(Collected data entries)
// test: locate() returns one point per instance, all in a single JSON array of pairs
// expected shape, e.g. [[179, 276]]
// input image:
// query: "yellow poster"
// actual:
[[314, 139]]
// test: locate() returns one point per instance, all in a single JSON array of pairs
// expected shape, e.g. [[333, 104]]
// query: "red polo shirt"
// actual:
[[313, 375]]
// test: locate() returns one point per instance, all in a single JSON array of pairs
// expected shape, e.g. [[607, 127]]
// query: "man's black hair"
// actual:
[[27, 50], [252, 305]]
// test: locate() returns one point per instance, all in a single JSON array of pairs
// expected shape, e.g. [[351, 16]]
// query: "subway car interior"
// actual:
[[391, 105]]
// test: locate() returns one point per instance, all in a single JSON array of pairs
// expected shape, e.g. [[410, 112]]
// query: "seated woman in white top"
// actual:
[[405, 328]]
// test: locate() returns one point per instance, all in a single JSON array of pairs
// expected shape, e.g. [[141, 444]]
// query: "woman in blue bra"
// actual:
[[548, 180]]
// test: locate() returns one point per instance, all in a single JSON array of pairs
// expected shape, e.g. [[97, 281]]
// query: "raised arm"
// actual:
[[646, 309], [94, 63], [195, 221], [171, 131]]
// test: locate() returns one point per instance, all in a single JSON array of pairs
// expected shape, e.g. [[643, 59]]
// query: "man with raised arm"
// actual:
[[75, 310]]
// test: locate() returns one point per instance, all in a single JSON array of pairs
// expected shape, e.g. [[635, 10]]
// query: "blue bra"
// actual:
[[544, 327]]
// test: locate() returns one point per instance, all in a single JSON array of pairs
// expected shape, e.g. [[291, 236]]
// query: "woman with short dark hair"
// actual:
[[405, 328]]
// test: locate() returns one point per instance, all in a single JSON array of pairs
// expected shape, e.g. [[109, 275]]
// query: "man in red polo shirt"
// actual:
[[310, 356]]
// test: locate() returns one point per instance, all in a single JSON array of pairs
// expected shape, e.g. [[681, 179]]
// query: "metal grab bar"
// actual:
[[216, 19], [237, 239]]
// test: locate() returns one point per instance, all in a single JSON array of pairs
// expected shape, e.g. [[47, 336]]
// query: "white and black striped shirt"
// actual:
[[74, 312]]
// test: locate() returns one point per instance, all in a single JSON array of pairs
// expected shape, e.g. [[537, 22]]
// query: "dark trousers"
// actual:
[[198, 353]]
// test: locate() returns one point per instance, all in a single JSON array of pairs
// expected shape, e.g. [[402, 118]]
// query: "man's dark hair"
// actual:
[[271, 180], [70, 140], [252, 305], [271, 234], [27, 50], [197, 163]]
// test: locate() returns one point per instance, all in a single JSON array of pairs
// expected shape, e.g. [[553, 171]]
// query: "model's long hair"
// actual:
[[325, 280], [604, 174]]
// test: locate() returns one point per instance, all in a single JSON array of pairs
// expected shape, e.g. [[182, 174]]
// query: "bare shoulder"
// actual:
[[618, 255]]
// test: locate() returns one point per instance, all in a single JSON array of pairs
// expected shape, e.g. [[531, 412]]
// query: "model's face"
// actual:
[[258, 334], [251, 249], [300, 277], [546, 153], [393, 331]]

• WHAT IS BEING ASKED
Where in the records above does the word "blue" appear? Copy each line that holds it.

• RESPONSE
// query: "woman in blue bra"
// query: "blue bra"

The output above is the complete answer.